**Short problem:**
Copy the material below verbatim from its first line up to and including the line containing "Target: lamp in bedroom", leaving out any pictures.

**Stored data:**
◆ ◆ ◆ ◆ ◆
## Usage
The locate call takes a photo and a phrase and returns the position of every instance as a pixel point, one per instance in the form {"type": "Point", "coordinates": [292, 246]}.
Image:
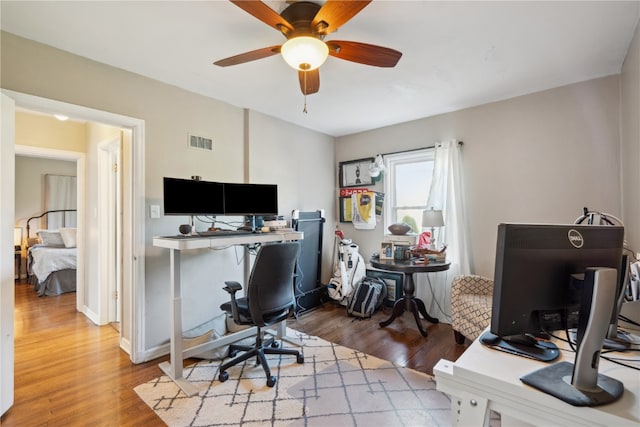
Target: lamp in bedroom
{"type": "Point", "coordinates": [433, 219]}
{"type": "Point", "coordinates": [17, 238]}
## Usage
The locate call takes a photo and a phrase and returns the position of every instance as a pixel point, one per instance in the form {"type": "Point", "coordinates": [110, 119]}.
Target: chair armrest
{"type": "Point", "coordinates": [472, 284]}
{"type": "Point", "coordinates": [232, 287]}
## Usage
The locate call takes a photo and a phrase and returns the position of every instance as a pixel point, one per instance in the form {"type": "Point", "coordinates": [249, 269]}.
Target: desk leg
{"type": "Point", "coordinates": [468, 410]}
{"type": "Point", "coordinates": [173, 368]}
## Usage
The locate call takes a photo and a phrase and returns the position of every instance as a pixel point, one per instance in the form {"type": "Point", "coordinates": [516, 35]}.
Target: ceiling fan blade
{"type": "Point", "coordinates": [265, 52]}
{"type": "Point", "coordinates": [334, 14]}
{"type": "Point", "coordinates": [265, 14]}
{"type": "Point", "coordinates": [364, 53]}
{"type": "Point", "coordinates": [309, 81]}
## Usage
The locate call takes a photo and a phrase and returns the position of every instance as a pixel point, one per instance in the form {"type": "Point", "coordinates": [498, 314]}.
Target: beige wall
{"type": "Point", "coordinates": [276, 152]}
{"type": "Point", "coordinates": [536, 158]}
{"type": "Point", "coordinates": [47, 132]}
{"type": "Point", "coordinates": [630, 137]}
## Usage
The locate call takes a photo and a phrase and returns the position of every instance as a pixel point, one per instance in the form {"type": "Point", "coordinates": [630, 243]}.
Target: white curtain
{"type": "Point", "coordinates": [447, 194]}
{"type": "Point", "coordinates": [60, 193]}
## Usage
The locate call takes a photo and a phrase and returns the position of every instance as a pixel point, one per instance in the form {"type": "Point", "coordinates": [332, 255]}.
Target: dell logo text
{"type": "Point", "coordinates": [575, 238]}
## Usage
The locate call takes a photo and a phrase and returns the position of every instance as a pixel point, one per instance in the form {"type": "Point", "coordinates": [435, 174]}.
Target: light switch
{"type": "Point", "coordinates": [154, 211]}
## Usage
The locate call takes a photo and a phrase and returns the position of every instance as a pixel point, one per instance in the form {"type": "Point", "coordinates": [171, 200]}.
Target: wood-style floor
{"type": "Point", "coordinates": [69, 372]}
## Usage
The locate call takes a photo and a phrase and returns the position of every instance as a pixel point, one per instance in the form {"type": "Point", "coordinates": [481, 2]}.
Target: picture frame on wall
{"type": "Point", "coordinates": [346, 213]}
{"type": "Point", "coordinates": [355, 173]}
{"type": "Point", "coordinates": [386, 250]}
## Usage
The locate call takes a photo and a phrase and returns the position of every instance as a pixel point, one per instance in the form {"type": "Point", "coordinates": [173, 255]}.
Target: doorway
{"type": "Point", "coordinates": [132, 218]}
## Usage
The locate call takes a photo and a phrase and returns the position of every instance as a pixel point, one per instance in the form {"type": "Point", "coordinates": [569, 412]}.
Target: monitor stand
{"type": "Point", "coordinates": [580, 384]}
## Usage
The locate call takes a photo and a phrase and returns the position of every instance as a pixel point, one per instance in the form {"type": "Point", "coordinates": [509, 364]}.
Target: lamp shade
{"type": "Point", "coordinates": [304, 53]}
{"type": "Point", "coordinates": [432, 218]}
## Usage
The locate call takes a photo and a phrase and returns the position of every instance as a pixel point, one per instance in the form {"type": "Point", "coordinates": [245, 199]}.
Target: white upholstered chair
{"type": "Point", "coordinates": [471, 300]}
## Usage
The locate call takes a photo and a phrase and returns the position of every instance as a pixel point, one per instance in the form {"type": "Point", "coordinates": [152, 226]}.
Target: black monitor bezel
{"type": "Point", "coordinates": [192, 197]}
{"type": "Point", "coordinates": [264, 196]}
{"type": "Point", "coordinates": [547, 252]}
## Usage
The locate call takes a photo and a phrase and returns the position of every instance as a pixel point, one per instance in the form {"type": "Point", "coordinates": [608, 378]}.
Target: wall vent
{"type": "Point", "coordinates": [200, 142]}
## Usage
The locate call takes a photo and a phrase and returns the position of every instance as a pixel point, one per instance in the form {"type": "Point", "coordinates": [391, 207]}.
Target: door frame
{"type": "Point", "coordinates": [133, 295]}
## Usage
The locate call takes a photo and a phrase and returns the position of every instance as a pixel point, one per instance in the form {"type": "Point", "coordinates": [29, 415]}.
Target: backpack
{"type": "Point", "coordinates": [368, 296]}
{"type": "Point", "coordinates": [350, 268]}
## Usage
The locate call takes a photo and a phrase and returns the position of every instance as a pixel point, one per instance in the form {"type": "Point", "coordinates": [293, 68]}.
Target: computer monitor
{"type": "Point", "coordinates": [551, 277]}
{"type": "Point", "coordinates": [192, 197]}
{"type": "Point", "coordinates": [250, 199]}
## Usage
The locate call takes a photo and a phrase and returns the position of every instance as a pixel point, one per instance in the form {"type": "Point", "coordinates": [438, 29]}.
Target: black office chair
{"type": "Point", "coordinates": [269, 300]}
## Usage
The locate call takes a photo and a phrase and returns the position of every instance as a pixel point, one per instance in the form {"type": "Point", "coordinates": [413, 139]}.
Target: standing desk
{"type": "Point", "coordinates": [483, 379]}
{"type": "Point", "coordinates": [176, 244]}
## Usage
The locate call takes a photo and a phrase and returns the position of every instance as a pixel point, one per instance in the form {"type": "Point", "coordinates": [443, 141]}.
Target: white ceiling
{"type": "Point", "coordinates": [455, 54]}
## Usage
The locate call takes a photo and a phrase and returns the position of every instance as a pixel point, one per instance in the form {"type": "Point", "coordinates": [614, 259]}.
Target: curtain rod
{"type": "Point", "coordinates": [414, 149]}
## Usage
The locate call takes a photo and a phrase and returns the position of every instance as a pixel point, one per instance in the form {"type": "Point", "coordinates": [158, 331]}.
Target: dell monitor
{"type": "Point", "coordinates": [555, 277]}
{"type": "Point", "coordinates": [192, 197]}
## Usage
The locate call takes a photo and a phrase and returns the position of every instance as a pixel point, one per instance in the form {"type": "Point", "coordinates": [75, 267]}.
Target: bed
{"type": "Point", "coordinates": [52, 258]}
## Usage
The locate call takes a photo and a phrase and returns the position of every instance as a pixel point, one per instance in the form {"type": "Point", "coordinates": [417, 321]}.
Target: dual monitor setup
{"type": "Point", "coordinates": [557, 278]}
{"type": "Point", "coordinates": [195, 197]}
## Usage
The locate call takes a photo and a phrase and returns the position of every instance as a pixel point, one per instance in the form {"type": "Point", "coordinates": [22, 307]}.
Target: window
{"type": "Point", "coordinates": [406, 186]}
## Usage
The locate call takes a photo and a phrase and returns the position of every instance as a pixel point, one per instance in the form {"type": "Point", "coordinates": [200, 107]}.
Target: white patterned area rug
{"type": "Point", "coordinates": [336, 386]}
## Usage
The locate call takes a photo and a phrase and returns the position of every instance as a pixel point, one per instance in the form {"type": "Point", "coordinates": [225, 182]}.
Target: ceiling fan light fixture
{"type": "Point", "coordinates": [304, 53]}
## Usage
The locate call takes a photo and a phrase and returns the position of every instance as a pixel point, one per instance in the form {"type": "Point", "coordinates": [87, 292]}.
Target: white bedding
{"type": "Point", "coordinates": [48, 259]}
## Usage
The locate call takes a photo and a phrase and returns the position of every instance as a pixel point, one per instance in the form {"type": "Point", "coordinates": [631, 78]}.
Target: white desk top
{"type": "Point", "coordinates": [202, 242]}
{"type": "Point", "coordinates": [495, 375]}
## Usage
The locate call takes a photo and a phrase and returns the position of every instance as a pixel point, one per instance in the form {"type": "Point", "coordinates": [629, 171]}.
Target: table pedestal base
{"type": "Point", "coordinates": [409, 303]}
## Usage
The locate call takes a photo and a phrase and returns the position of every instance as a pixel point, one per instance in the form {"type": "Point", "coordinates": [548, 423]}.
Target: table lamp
{"type": "Point", "coordinates": [431, 219]}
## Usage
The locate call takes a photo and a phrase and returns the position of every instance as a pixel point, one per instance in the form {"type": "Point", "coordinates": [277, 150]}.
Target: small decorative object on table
{"type": "Point", "coordinates": [386, 250]}
{"type": "Point", "coordinates": [430, 255]}
{"type": "Point", "coordinates": [399, 228]}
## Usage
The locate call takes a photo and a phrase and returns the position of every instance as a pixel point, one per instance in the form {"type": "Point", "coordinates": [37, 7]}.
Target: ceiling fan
{"type": "Point", "coordinates": [305, 24]}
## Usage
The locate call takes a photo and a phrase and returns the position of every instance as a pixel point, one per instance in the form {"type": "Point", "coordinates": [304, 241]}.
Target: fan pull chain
{"type": "Point", "coordinates": [304, 110]}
◆ ◆ ◆ ◆ ◆
**Response to this exercise:**
## Usage
The locate call takes a photo and a phrase and returns the position of every instance as a pixel point, one per instance in the form {"type": "Point", "coordinates": [292, 246]}.
Image:
Target: lamp in bedroom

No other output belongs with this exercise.